[Items listed in a dataset]
· · · ·

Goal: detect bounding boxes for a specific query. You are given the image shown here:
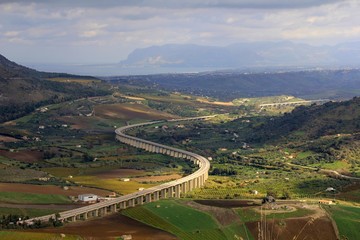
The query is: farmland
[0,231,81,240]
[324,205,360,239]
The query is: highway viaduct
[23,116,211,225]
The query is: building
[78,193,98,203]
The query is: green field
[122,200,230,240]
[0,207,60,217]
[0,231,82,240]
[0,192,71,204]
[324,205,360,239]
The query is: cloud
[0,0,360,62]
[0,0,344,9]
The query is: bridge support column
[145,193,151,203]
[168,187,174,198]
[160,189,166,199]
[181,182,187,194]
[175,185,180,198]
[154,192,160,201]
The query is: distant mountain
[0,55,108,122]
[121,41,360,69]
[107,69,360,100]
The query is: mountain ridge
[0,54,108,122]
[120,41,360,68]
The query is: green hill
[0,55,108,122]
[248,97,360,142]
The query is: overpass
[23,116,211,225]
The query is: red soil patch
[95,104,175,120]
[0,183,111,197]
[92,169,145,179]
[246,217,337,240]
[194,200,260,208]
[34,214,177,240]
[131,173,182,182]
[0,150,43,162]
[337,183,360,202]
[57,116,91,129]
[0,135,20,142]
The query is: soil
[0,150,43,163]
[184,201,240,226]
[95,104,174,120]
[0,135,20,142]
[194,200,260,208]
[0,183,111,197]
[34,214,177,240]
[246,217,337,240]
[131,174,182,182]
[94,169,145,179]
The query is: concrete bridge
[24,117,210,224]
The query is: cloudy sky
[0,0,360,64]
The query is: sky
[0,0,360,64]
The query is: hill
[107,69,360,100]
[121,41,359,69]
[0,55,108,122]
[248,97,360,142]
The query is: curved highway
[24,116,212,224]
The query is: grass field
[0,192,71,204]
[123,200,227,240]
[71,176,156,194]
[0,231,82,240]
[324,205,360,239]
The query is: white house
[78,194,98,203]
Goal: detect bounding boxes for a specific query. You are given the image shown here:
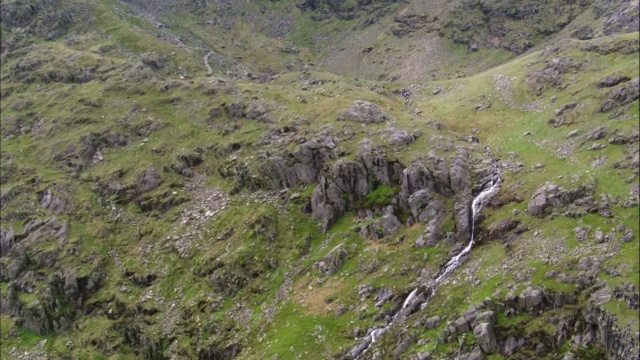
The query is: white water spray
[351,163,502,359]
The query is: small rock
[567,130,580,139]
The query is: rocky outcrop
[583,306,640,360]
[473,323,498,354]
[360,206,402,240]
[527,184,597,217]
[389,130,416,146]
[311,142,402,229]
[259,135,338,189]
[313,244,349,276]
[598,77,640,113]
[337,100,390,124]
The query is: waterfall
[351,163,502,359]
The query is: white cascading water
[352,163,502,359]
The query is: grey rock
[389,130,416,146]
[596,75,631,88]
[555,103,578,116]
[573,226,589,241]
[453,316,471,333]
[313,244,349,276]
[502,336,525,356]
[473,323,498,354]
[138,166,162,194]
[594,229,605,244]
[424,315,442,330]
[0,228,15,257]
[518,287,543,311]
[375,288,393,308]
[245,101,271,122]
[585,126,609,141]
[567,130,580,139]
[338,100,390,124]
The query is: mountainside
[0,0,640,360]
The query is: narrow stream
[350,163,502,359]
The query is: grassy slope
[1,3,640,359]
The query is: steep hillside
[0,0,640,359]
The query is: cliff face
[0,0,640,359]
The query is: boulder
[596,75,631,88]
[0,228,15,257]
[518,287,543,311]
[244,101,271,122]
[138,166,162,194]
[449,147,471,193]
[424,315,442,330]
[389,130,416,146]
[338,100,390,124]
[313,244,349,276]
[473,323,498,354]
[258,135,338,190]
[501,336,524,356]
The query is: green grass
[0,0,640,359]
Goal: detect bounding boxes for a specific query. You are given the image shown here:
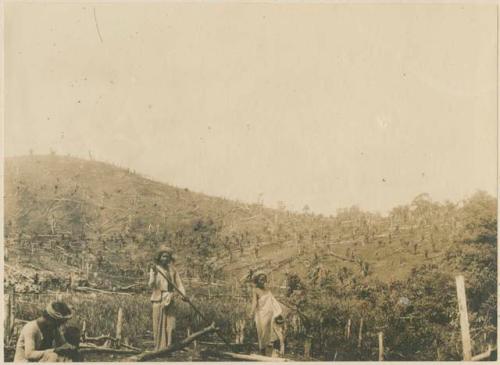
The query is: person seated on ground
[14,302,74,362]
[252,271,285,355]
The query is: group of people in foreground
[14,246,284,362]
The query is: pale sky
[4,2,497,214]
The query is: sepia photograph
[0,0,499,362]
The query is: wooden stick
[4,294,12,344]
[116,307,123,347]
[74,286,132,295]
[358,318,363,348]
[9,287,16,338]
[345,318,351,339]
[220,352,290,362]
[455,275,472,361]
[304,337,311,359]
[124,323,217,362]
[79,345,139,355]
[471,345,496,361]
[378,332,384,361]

· · · ·

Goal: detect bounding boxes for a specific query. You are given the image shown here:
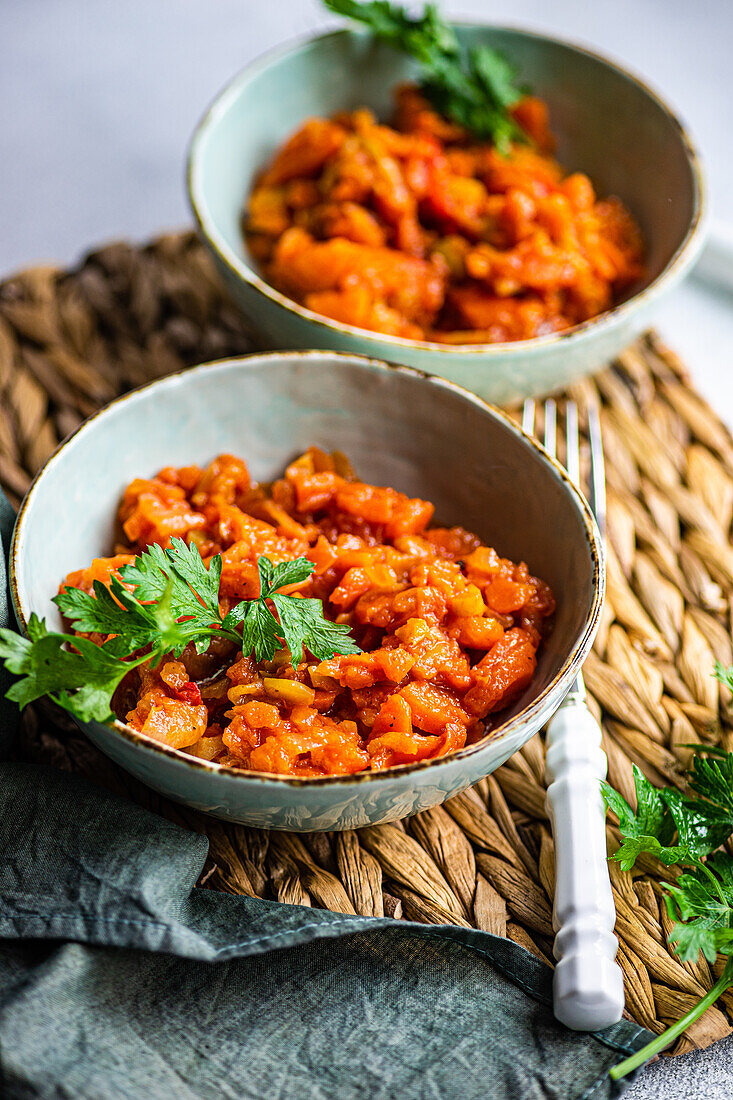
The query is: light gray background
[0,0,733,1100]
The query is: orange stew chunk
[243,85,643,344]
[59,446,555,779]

· · · ·

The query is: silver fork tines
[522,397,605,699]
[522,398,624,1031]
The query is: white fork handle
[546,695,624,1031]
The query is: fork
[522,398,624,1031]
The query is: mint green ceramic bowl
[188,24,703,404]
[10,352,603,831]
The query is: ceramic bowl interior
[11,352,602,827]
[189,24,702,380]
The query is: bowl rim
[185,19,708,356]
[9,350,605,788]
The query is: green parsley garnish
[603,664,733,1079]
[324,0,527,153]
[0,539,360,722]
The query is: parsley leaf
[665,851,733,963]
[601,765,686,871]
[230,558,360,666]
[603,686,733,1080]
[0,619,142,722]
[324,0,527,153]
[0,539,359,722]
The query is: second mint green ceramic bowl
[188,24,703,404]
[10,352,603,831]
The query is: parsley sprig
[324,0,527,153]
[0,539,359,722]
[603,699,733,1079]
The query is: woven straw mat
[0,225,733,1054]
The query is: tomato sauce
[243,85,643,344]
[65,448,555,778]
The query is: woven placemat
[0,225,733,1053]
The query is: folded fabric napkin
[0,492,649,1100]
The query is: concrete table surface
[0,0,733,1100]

· · · ·

(TASK REQUIREMENTS): How many lines in the items above contain the word "green"? Reply with the number alone.

(ANSWER): 6